→ **GIVEN INFORMATION**
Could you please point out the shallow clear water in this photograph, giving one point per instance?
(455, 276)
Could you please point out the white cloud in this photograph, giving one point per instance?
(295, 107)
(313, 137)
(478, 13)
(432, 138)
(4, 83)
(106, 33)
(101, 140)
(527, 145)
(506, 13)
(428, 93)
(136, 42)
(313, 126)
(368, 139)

→ **REQUIREMENT**
Output, exactly and with nothing else, the lines from the line containing "Could you please point out the white" to the end of the entries.

→ **EXERCISE SOLUTION**
Could you please point out the white cloud in this photograph, giving one point per instance?
(295, 107)
(313, 137)
(478, 13)
(432, 138)
(4, 83)
(106, 33)
(101, 140)
(527, 145)
(506, 13)
(428, 93)
(136, 42)
(313, 126)
(368, 139)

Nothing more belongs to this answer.